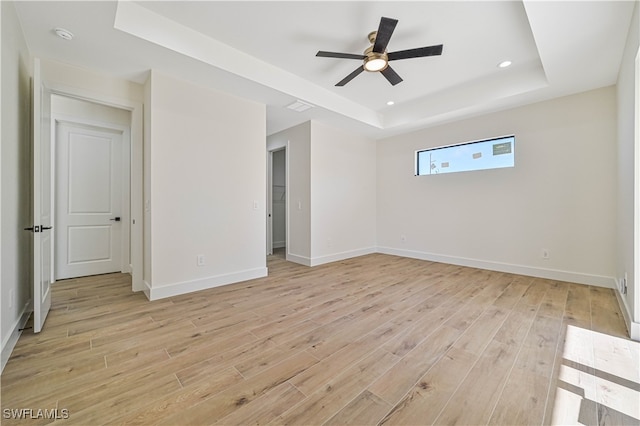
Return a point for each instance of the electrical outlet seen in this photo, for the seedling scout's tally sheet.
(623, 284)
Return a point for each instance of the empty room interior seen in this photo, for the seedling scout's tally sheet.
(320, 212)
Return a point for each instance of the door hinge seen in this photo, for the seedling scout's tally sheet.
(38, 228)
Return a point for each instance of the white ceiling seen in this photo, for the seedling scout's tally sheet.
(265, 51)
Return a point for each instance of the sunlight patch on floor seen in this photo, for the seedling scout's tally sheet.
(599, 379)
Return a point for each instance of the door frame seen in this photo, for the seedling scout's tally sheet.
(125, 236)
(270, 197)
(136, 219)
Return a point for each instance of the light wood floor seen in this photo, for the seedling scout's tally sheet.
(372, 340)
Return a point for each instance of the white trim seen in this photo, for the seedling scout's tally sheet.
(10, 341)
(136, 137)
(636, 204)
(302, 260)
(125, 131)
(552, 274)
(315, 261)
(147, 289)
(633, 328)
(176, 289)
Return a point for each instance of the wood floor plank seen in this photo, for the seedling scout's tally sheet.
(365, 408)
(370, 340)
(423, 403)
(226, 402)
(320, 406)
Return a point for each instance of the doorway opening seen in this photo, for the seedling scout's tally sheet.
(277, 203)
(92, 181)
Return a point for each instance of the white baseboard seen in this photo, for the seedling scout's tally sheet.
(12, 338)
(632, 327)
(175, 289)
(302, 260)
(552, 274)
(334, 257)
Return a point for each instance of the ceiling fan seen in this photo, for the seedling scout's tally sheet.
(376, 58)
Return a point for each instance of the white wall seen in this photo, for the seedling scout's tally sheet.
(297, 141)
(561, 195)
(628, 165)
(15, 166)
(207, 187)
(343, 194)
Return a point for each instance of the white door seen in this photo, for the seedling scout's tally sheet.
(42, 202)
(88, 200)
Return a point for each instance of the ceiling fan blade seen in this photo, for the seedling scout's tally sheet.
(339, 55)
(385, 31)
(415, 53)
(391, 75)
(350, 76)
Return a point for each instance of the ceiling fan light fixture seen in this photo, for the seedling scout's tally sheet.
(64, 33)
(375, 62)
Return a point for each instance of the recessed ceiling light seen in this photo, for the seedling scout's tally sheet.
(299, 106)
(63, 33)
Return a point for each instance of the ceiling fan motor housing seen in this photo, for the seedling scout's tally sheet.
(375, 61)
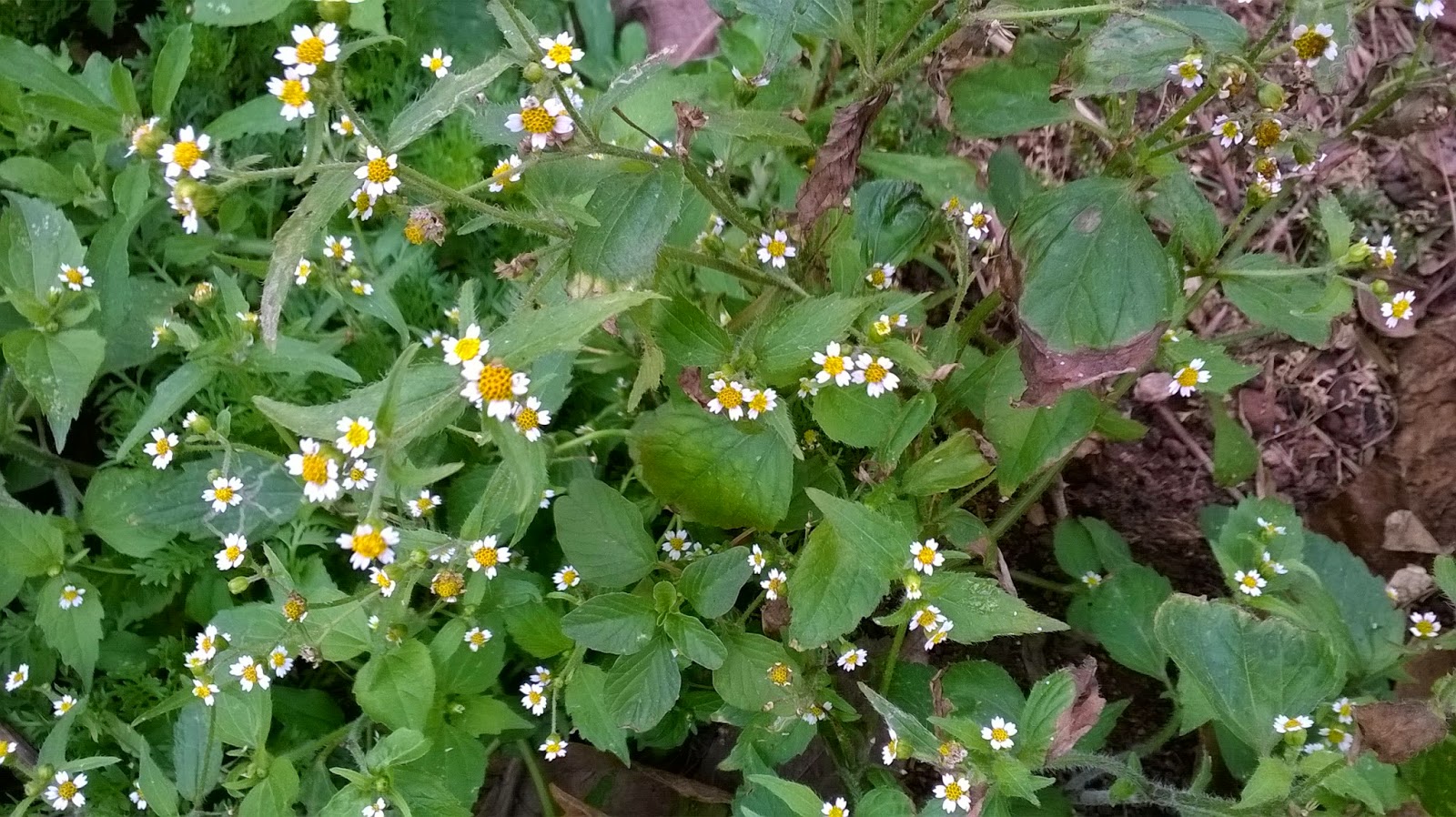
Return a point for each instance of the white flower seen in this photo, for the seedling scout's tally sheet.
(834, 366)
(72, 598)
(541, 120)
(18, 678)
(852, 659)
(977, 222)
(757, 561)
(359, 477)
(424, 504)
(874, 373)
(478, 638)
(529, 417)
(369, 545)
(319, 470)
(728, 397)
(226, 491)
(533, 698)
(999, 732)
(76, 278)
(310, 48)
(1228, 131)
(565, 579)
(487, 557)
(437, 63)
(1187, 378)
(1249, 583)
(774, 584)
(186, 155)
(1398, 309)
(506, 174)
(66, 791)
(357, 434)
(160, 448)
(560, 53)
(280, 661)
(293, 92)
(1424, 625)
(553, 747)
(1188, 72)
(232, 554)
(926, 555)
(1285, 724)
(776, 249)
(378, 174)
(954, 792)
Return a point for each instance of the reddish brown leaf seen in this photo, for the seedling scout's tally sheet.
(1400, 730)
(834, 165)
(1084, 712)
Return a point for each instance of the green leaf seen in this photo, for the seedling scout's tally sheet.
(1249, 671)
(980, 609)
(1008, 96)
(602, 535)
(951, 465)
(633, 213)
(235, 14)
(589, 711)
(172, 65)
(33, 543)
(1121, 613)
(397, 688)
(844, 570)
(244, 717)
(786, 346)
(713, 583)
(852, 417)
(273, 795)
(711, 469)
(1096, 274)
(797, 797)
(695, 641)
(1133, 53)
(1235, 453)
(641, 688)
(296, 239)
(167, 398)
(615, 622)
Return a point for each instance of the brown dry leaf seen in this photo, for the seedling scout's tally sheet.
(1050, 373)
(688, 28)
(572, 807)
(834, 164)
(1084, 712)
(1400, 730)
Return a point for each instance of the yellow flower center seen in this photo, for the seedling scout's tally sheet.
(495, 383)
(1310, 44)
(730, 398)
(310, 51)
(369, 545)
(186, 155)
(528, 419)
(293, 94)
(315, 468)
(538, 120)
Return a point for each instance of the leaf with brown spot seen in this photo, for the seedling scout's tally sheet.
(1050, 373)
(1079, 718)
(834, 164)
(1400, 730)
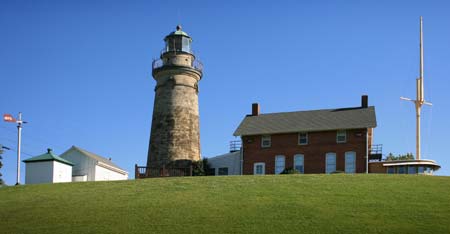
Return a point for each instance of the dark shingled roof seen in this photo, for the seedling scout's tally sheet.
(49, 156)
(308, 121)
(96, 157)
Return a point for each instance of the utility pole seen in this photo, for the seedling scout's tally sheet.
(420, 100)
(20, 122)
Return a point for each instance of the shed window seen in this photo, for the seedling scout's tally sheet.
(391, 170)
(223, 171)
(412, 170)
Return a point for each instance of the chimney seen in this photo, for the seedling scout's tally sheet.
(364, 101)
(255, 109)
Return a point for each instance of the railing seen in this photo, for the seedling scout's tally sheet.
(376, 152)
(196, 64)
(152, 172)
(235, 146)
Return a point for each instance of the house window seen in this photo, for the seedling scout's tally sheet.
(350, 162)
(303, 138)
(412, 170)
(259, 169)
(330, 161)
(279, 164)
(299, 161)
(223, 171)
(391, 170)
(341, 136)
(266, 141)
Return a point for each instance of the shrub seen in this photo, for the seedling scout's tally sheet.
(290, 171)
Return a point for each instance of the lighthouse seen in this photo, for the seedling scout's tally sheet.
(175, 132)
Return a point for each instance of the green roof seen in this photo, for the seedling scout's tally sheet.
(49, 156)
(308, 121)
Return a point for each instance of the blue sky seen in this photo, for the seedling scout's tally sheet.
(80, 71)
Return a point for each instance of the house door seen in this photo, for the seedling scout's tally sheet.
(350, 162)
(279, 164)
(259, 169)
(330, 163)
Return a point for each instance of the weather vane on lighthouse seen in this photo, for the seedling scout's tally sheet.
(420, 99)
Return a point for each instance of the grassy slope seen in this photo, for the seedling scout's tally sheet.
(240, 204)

● ● ●

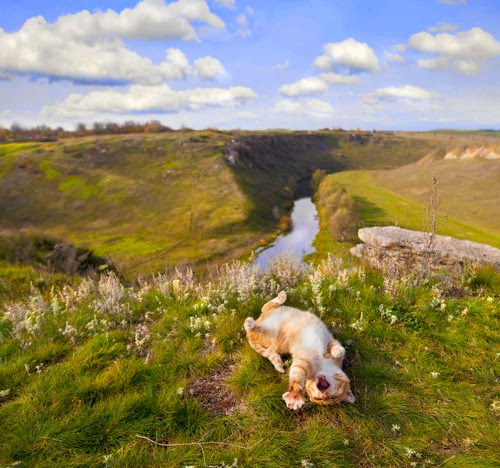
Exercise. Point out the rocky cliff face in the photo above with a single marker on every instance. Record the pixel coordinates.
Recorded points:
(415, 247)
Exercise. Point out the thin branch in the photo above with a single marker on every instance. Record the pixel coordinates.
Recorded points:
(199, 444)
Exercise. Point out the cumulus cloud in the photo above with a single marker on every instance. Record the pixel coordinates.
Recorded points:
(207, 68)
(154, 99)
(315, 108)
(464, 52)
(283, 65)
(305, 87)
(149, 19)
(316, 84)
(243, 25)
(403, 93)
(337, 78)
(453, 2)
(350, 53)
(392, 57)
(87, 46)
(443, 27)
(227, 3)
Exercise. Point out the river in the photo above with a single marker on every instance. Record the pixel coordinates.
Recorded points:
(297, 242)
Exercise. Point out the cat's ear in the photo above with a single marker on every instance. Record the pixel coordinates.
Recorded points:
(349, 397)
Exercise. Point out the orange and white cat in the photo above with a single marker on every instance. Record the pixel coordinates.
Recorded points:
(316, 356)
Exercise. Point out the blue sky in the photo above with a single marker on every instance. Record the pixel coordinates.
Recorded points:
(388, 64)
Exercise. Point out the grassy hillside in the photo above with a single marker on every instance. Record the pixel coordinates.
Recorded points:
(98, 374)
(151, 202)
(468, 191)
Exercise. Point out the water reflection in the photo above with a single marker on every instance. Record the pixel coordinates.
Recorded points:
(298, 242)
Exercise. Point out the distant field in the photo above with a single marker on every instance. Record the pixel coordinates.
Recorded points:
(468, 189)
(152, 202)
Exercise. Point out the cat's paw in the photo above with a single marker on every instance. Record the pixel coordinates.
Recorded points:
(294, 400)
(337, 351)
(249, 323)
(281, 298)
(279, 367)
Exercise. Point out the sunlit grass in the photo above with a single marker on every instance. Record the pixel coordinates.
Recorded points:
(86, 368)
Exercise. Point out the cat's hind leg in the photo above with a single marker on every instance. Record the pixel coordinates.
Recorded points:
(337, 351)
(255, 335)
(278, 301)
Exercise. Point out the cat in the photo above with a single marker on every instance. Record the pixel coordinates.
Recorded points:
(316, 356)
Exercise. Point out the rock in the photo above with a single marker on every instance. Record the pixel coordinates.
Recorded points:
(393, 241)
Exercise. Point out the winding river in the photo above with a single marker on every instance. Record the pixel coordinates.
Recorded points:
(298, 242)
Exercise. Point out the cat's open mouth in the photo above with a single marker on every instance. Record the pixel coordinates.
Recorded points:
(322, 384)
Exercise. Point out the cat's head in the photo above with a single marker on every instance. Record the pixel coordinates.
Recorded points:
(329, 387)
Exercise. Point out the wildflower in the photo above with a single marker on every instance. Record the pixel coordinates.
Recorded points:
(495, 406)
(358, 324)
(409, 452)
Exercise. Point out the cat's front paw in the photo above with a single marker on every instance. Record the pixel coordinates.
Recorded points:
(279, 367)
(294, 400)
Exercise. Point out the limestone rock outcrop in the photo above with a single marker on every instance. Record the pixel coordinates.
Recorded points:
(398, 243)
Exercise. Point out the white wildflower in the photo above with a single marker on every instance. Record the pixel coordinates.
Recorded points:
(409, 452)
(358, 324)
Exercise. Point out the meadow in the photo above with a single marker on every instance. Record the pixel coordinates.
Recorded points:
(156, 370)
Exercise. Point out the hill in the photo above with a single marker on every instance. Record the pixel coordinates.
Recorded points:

● ● ●

* [TASK DIRECTIONS]
Each line of the entries above that includes "wildflower" counts once; state how many such lines there are, with the number as the only answer.

* [WRITTEN ANSWER]
2